= Artículo =
^^^^

La segunda parte comienza de manera similar a la primera, pero el medio de transporte no es marítimo y el punto de vista es el de quien espera en el lugar de destino. Erzsébet (Felicity Jones) llega a la estación de tren acompañada de la joven Zsófia (Raffey Cassidy), una sobrina de László que ha perdido a toda su familia en los campos de exterminio. El año es 1953, el hombre ha encontrado una nueva vida en los Estados Unidos junto a su mentor y los esfuerzos de algunos abogados amigos del magnate lograron lo que parecía imposible: traer a suelo americano desde Austria a los familiares del arquitecto. Es el comienzo de un nuevo tramo de la narración que apuesta por un ritmo y una estructura diferentes a los de la primera porción: la dinámica entre los personajes es otra, el vínculo entre los esposos comienza a ocupar un lugar central y, por otro lado, la relación entre László y Van Bueren empieza a mostrar tensiones e incluso algún que otro conato de violencia, en un primer momento exclusivamente verbal. De fondo, el tema de la supervivencia a los campos de concentración, que están presentes todo el tiempo sin que se los mencione explícitamente, excepto en un par de ocasiones puntuales. Brody lleva ese peso del pasado en el rostro y en su cuerpo, aunque se trate de un papel muy diferente al que había interpretado en El pianista, la película de Roman Polanski.

UN LUGAR EN LA HISTORIA

Las ambiciones de Corbet no son pocas y no es casual que se lo haya comparado con el joven Orson Welles en términos de anhelos a la hora de contar una epopeya “americana” a partir de la intimidad de un personaje y el mundo que lo rodea. Más allá de la relación nada menor con la novela El manantial, de Ayn Rand, podría también pensarse en otros jóvenes de antaño cuyas películas épicas marcaron el final de la era dorada del Nuevo Hollywood, como Michael Cimino o Francis Ford Coppola, cuya última película, Megalópolis, también tiene como protagonista a un arquitecto visionario, aunque pertenezca a un universo absolutamente ajeno al de Corbet. El estilo es otro, con marcas de una idiosincrasia específica. “Me convertí en un adicto a la historia cuando era adolescente. Creo que el medio cinematográfico ofrece una excelente manera de acceder a un sentimiento hacia la historia, que es algo que la mayoría de las biografías y biopics no logran al tratar la historia como algo lineal, como causa y efecto, o como una serie de datos y figuras. Una cosa es decir que la historia se repite y otra, sentir que se repite; eso tiene efectos extraños y vertiginosos en el presente. Todas mis películas son sobre los Estados Unidos. La infancia de un líder trata sobre la culpabilidad estadounidense en los meses previos a la firma del Tratado de Versalles y de cómo Woodrow Wilson, sin darse cuenta, allanó el camino para un levantamiento fascista. Vox Lux es más evidente, porque trata sobre los Estados Unidos posteriores a la Masacre de la Escuela Secundaria de Columbine y al 11 de septiembre. Siguiendo en esa línea, El brutalista es una película sobre cómo la arquitectura y la psicología de posguerra están íntimamente vinculadas”.

^^^^

= Objetivo a =
Copie completa cada línea de los registros que contenga la cadena "point". Se distinguen mayúsculas y minúsculas.

= Datos de entrada =
^^^^

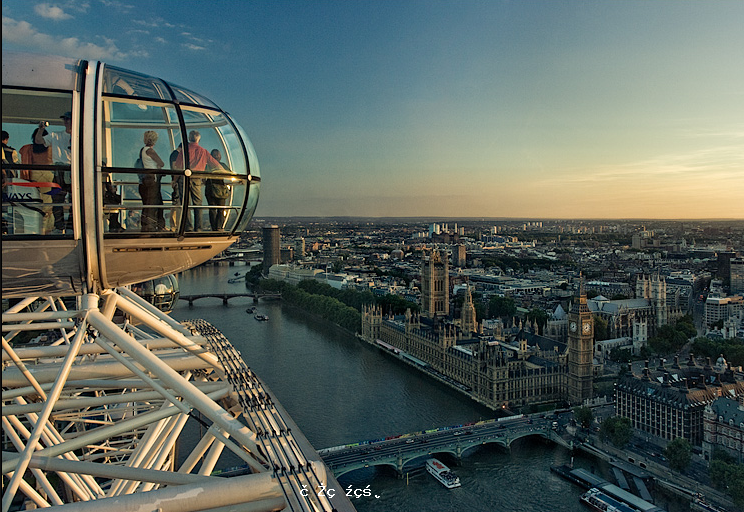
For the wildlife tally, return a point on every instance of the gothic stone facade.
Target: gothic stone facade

^^^^

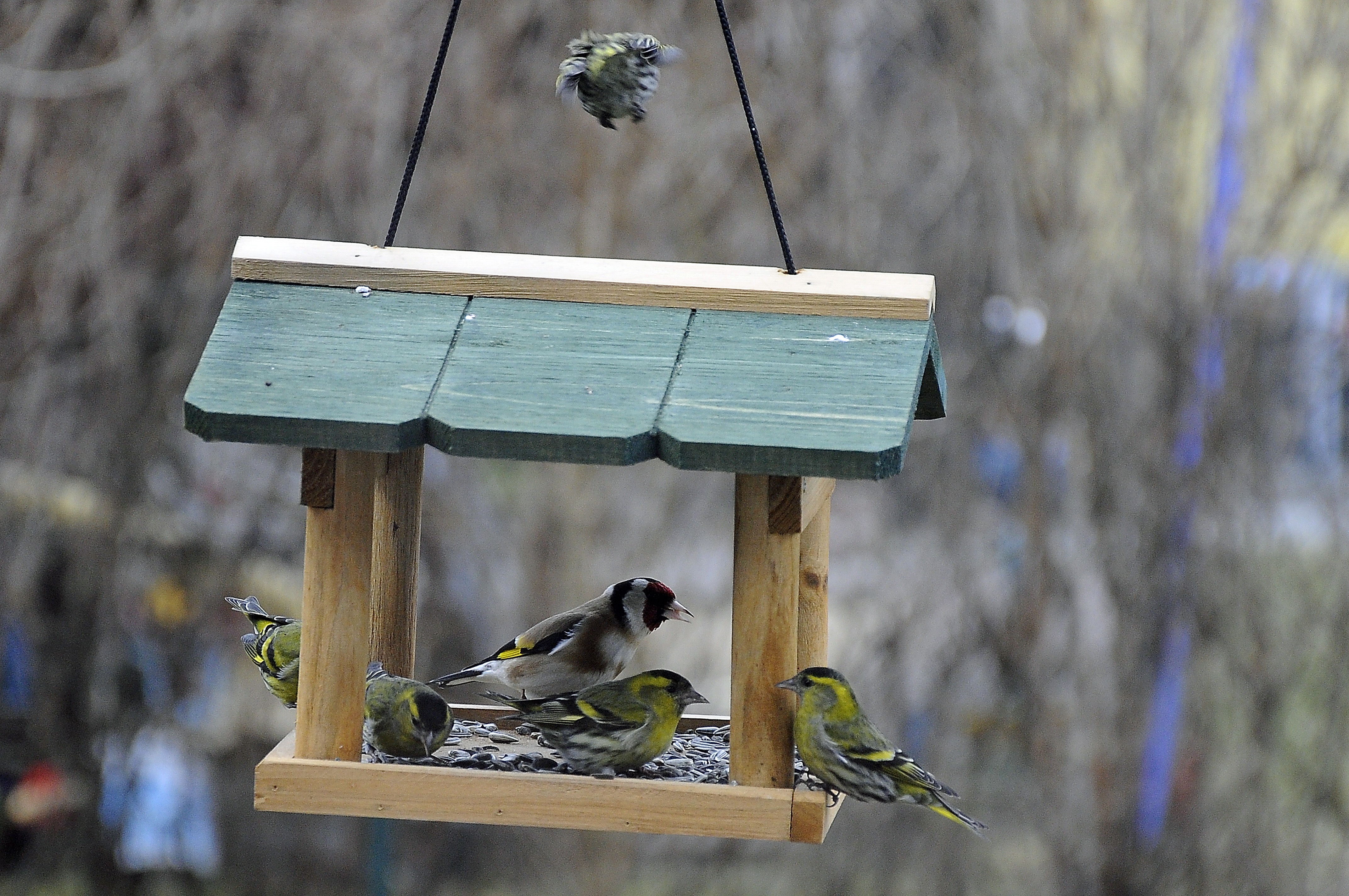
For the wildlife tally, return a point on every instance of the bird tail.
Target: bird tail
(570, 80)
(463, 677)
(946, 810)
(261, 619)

^^^^

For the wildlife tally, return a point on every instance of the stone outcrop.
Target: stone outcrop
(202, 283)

^^^^

= Objetivo b =
Indique si cada una de las siguientes afirmaciones concuerda con el artículo y respalde cada respuesta con una cita literal de este: (i) Zsófia es sobrina de László; (ii) la acción de la segunda parte ocurre en 1950; (iii) el protagonista de Megalópolis es un arquitecto visionario.

= Respuesta correcta a =
For the wildlife tally, return a point on every instance of the gothic stone facade.
For the wildlife tally, return a point on every instance of the bird tail.
For the wildlife tally, return a point on every instance of the stone outcrop.

= Respuesta correcta b =
(i) Sí: «una sobrina de László que ha perdido a toda su familia en los campos de exterminio».
(ii) No: «El año es 1953».
(iii) Sí: «Megalópolis, también tiene como protagonista a un arquitecto visionario».